● **Exercise task**
Rewrite the stretch from "I confess that" through "must look out!" in the passage on the public library's influence, putting "town library" wherever "public library" appears.

● **Excerpted text**
··········

How long is it to remain thus? That is for its owners, the public, to say.
I confess that I feel uneasy when I realize how little the influence of
the public library is understood by those who might try to wield that
influence, either for good or for evil. Occasionally an individual tries
to use it sporadically--the poet who tries to secure undying fame by
distributing free copies of his verses to the libraries, the manufacturer
who gives us an advertisement of his product in the guise of a book, the
enthusiast who runs over our shelf list to see whether the library is well
stocked with works on his fad--socialism or Swedenborgianism, or the "new
thought." But, so far, there has been no concerted, systematic effort on
the part of classes or bodies of men to capture the public library, to
dictate its policy, to utilize its great opportunities for influencing the
public mind. When this ever comes, as it may, we must look out!

··········

● **Data lines**
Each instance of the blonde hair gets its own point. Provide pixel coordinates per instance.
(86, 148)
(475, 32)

··········

● **The output**
I confess that I feel uneasy when I realize how little the influence of
the town library is understood by those who might try to wield that
influence, either for good or for evil. Occasionally an individual tries
to use it sporadically--the poet who tries to secure undying fame by
distributing free copies of his verses to the libraries, the manufacturer
who gives us an advertisement of his product in the guise of a book, the
enthusiast who runs over our shelf list to see whether the library is well
stocked with works on his fad--socialism or Swedenborgianism, or the "new
thought." But, so far, there has been no concerted, systematic effort on
the part of classes or bodies of men to capture the town library, to
dictate its policy, to utilize its great opportunities for influencing the
public mind. When this ever comes, as it may, we must look out!